*Given task*. Swap "one line" for "a single line" in the lines running from the one containing "the wet snout." through the one containing "[[508, 208]]", both included. Write those lines out again with nothing else changed.

Excerpts from a point labeling dataset:
•••

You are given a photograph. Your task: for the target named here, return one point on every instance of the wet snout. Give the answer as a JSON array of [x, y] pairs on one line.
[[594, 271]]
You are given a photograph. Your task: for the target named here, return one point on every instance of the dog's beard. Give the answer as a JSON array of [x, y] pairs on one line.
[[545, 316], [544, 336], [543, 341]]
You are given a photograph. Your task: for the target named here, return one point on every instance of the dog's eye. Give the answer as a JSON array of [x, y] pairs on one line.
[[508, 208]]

•••

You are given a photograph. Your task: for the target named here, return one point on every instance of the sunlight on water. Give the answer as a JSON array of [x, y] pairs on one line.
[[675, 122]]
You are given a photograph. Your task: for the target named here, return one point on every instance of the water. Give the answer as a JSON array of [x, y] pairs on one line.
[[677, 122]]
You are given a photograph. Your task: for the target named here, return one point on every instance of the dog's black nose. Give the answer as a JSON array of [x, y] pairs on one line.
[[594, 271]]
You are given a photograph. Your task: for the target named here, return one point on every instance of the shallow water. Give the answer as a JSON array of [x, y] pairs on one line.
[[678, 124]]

•••

*Written response*.
You are given a photograph. Your task: for the target named here, return one point on every instance of the wet snout. Give the answer as a JSON array of [x, y] pairs on a single line.
[[594, 271]]
You are given a photograph. Your task: for the target named here, return one point on every instance of the dog's beard. Give the answer as a JSON array of [x, y] pairs on a single line.
[[545, 316], [544, 336], [543, 341]]
You are given a photograph. Your task: for the target named here, return one point on every instance of the dog's eye. Give the answer as a JSON array of [x, y] pairs on a single line.
[[508, 208]]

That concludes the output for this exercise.